> [Exercise directions]: What you print must match the data line for line.

(Stored data)
┄┄┄┄┄┄┄┄┄┄┄┄┄┄┄┄┄┄┄┄
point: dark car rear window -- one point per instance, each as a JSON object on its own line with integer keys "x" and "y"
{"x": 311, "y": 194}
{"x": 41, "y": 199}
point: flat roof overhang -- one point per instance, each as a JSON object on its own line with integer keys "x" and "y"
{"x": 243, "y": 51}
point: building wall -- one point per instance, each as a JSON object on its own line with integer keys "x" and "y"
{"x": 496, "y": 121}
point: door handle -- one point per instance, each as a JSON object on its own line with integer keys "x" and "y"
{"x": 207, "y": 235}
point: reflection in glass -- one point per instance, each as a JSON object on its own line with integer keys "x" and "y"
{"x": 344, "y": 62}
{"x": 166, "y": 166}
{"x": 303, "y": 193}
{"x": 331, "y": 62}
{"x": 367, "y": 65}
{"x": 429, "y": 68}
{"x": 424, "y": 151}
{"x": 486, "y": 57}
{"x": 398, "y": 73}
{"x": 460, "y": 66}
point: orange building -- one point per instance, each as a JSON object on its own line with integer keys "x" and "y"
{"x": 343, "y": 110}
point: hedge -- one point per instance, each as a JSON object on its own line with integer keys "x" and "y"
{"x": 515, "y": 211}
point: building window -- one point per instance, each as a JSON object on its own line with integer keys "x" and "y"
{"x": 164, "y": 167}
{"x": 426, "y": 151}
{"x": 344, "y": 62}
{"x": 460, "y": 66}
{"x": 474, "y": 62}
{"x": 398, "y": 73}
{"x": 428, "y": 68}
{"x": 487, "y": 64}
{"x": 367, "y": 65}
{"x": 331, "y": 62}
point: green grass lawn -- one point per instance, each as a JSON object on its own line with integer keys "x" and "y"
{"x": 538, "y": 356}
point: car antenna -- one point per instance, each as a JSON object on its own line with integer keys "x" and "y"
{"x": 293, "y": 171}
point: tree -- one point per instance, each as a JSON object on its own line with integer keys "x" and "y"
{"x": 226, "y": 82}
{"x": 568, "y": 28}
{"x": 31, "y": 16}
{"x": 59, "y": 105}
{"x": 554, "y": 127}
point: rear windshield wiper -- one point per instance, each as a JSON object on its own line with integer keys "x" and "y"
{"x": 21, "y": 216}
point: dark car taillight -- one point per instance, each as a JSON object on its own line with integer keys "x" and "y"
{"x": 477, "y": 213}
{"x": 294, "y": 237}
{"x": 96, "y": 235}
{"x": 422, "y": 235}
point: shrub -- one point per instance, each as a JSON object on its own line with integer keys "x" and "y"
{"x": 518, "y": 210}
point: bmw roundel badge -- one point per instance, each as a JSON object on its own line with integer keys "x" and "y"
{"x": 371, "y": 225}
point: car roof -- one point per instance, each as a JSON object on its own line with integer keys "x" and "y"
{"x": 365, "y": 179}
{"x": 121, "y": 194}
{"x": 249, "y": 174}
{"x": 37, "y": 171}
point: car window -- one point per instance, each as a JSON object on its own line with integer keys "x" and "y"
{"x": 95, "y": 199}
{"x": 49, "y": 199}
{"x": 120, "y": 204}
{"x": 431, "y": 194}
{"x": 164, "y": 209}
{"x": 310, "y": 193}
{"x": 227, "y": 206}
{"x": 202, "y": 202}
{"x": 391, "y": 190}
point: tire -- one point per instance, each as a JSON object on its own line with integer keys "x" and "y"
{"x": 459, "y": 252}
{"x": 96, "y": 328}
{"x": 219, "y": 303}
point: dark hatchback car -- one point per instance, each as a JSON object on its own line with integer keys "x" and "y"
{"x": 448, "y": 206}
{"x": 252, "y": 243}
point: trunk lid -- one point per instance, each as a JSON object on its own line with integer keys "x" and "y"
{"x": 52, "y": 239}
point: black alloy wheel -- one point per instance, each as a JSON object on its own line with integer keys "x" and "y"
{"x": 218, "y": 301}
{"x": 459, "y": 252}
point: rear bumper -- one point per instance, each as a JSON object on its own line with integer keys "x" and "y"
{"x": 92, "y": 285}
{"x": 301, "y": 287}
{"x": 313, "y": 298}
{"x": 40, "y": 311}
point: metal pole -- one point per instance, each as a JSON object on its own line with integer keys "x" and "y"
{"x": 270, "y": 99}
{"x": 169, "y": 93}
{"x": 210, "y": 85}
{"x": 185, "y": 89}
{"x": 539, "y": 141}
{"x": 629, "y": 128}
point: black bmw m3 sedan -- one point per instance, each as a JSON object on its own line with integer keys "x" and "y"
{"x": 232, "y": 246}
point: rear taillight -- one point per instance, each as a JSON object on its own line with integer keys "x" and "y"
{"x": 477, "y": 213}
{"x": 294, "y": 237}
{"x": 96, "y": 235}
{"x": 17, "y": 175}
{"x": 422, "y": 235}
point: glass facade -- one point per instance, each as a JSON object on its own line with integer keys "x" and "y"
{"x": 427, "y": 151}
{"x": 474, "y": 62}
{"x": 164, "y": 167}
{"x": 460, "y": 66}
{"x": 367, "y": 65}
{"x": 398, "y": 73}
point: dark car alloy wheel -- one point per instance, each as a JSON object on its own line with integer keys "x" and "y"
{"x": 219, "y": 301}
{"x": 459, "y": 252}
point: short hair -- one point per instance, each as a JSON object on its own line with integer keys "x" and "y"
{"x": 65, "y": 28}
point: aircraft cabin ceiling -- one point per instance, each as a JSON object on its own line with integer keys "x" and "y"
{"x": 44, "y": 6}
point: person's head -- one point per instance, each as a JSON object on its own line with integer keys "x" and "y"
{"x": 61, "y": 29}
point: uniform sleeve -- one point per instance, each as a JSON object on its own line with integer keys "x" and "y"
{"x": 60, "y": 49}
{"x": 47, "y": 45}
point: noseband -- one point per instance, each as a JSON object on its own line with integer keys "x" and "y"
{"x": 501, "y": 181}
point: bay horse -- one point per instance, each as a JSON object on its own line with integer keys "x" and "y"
┄┄┄┄┄┄┄┄┄┄┄┄┄┄┄┄┄┄┄┄
> [Task answer]:
point: dark car rear window -- one point per instance, each as a JSON object on its own line with integer keys "x" and "y"
{"x": 311, "y": 194}
{"x": 41, "y": 199}
point: flat roof overhang -- one point per instance, each as a JSON object on its own line with integer keys "x" and "y"
{"x": 243, "y": 51}
point: building wall -- one point per instance, each as a JSON object on its own line with integer keys "x" and "y"
{"x": 496, "y": 121}
point: door handle -- one point per instance, each as a JSON object on its own line with integer keys "x" and "y"
{"x": 207, "y": 235}
point: reflection in glass -- one point per instance, each as a JSON object on its own line with integer keys "x" and "y"
{"x": 344, "y": 62}
{"x": 166, "y": 166}
{"x": 303, "y": 193}
{"x": 331, "y": 62}
{"x": 367, "y": 65}
{"x": 429, "y": 68}
{"x": 424, "y": 151}
{"x": 486, "y": 57}
{"x": 398, "y": 73}
{"x": 460, "y": 66}
point: orange building -- one point per instance, each as a JSON object on its own line with integer keys "x" and "y"
{"x": 343, "y": 110}
point: hedge -- one point per instance, each as a JSON object on its own line with integer keys "x" and "y"
{"x": 515, "y": 211}
point: building window -- one point per instance, each as a JSON object on its own line with integer keys "x" and "y"
{"x": 164, "y": 167}
{"x": 426, "y": 151}
{"x": 344, "y": 62}
{"x": 460, "y": 66}
{"x": 474, "y": 62}
{"x": 398, "y": 73}
{"x": 428, "y": 68}
{"x": 487, "y": 64}
{"x": 367, "y": 65}
{"x": 331, "y": 62}
point: green grass lawn -- one point per instance, each as a JSON object on its own line with integer keys "x" and "y"
{"x": 538, "y": 356}
point: car antenna -- one point per instance, each as a JSON object on its own line with integer keys "x" and "y"
{"x": 293, "y": 171}
point: tree -- one point per instance, each as a JSON object on its own line with integer keys "x" and "y"
{"x": 226, "y": 82}
{"x": 568, "y": 28}
{"x": 31, "y": 16}
{"x": 59, "y": 105}
{"x": 554, "y": 127}
point: rear windshield wiper -- one point per instance, each as a JSON object on its own line with integer keys "x" and "y"
{"x": 21, "y": 216}
point: dark car taillight -- one point per instance, each as a JSON object on its own line with integer keys "x" and "y"
{"x": 477, "y": 213}
{"x": 294, "y": 237}
{"x": 96, "y": 235}
{"x": 422, "y": 235}
point: shrub -- one point per instance, each as a JSON object on its own line with integer keys "x" and "y"
{"x": 518, "y": 210}
point: bmw roundel badge -- one point per instance, each as a JSON object on its own line with integer keys "x" and "y"
{"x": 371, "y": 225}
point: car roof -- one point per instance, each as a JSON object on its own line with integer keys "x" and "y"
{"x": 365, "y": 179}
{"x": 121, "y": 194}
{"x": 249, "y": 174}
{"x": 37, "y": 171}
point: car window -- one point per instance, each as a JSON object on its own line with integer keys "x" and "y"
{"x": 95, "y": 199}
{"x": 49, "y": 199}
{"x": 120, "y": 204}
{"x": 431, "y": 194}
{"x": 164, "y": 209}
{"x": 310, "y": 193}
{"x": 227, "y": 206}
{"x": 202, "y": 202}
{"x": 391, "y": 190}
point: tire -- one point per instance, each as a JSON object on its own line with integer keys "x" and "y"
{"x": 459, "y": 252}
{"x": 96, "y": 328}
{"x": 219, "y": 303}
point: dark hatchback car -- one point per instance, each as a JSON object on its own line with integer keys "x" and "y"
{"x": 448, "y": 206}
{"x": 252, "y": 243}
point: trunk lid -- one point per instance, each as a JSON object on its own line with integer keys "x" and "y"
{"x": 52, "y": 239}
point: black alloy wheel -- one point per instance, each as a JSON object on its own line with integer keys "x" and "y"
{"x": 218, "y": 301}
{"x": 459, "y": 252}
point: rear bumper -- one point per instance, each as a JSON object on its own line with integer keys "x" and "y"
{"x": 92, "y": 285}
{"x": 301, "y": 287}
{"x": 313, "y": 298}
{"x": 40, "y": 311}
point: metal pole -- one point per instance, each as a JSON object on its own line with integer keys "x" and "y"
{"x": 270, "y": 99}
{"x": 169, "y": 93}
{"x": 210, "y": 85}
{"x": 185, "y": 89}
{"x": 539, "y": 141}
{"x": 629, "y": 128}
point: black bmw m3 sedan -- one point per instance, each as a JSON object on its own line with integer keys "x" and "y"
{"x": 232, "y": 246}
point: rear taillight -- one point per instance, each as a JSON object on its own line with integer keys "x" and "y"
{"x": 477, "y": 213}
{"x": 294, "y": 237}
{"x": 96, "y": 235}
{"x": 17, "y": 175}
{"x": 422, "y": 235}
point: glass facade -- one point per instance, each as a JSON object on its own line with integer keys "x" and "y"
{"x": 427, "y": 151}
{"x": 474, "y": 62}
{"x": 164, "y": 167}
{"x": 460, "y": 66}
{"x": 367, "y": 65}
{"x": 398, "y": 73}
point: dark car alloy wheel -- one point per instance, each as a JSON object on its own line with integer keys "x" and "y"
{"x": 219, "y": 301}
{"x": 459, "y": 252}
point: short hair -- one point per instance, each as a JSON object on its own line with integer keys "x" and "y"
{"x": 65, "y": 28}
point: aircraft cabin ceiling -- one point per instance, each as a JSON object on its own line with integer keys "x" and "y"
{"x": 44, "y": 6}
point: person's head -- one point per instance, each as a JSON object on its own line with integer keys "x" and "y"
{"x": 61, "y": 29}
point: uniform sleeve -- one point per instance, each as a JSON object on its own line with integer keys "x" and "y"
{"x": 60, "y": 49}
{"x": 47, "y": 45}
point: noseband -- one point per instance, each as a JSON object on its own line with integer keys "x" and "y"
{"x": 501, "y": 181}
point: bay horse -- one point per instance, each as a JSON object on its own line with integer keys "x" and "y"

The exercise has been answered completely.